— Task prompt —
Please count the lines in the data below that hold "grassy" and answer with the number by itself.

Referring expression data

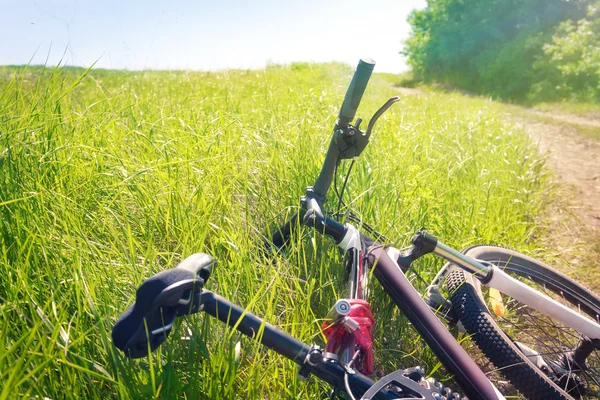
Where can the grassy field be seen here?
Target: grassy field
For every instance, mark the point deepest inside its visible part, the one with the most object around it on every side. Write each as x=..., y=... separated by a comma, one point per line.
x=108, y=177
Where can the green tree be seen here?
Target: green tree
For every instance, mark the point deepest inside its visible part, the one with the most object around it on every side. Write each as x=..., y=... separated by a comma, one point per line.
x=572, y=59
x=486, y=46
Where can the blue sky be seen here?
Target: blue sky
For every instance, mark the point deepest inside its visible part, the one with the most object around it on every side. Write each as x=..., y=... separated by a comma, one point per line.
x=203, y=35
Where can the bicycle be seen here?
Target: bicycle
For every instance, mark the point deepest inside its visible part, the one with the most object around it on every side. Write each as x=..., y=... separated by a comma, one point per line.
x=346, y=361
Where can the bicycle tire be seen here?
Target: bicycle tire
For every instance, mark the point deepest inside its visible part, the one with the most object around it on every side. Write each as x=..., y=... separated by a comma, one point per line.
x=469, y=307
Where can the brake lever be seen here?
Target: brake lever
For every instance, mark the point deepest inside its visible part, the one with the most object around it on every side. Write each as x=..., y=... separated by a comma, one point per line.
x=353, y=140
x=379, y=113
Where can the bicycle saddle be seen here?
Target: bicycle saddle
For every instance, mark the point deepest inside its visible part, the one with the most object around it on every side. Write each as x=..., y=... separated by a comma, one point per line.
x=158, y=301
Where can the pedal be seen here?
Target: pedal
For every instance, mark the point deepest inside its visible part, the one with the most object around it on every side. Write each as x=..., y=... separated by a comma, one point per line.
x=439, y=304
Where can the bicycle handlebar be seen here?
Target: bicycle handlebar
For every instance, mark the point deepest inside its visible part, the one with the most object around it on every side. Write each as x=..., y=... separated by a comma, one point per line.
x=352, y=99
x=355, y=91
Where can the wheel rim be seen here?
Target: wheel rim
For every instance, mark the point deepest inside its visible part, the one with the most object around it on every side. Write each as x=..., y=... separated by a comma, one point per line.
x=548, y=338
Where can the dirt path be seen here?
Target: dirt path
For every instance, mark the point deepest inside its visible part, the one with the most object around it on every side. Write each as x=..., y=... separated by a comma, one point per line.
x=573, y=219
x=575, y=161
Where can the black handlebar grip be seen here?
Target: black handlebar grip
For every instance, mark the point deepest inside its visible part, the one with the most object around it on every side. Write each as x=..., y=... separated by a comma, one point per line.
x=355, y=91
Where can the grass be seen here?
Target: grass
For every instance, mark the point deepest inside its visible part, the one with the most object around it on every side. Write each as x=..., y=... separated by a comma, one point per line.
x=107, y=177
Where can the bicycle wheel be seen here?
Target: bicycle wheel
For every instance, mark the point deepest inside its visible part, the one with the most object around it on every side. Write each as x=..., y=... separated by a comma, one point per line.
x=526, y=346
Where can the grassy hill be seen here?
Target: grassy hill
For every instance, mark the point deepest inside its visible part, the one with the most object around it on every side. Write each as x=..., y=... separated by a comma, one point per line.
x=107, y=177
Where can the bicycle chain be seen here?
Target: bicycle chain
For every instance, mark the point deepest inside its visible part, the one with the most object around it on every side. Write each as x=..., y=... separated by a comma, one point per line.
x=434, y=388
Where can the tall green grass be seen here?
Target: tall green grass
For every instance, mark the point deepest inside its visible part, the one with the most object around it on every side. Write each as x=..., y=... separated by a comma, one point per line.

— Response area —
4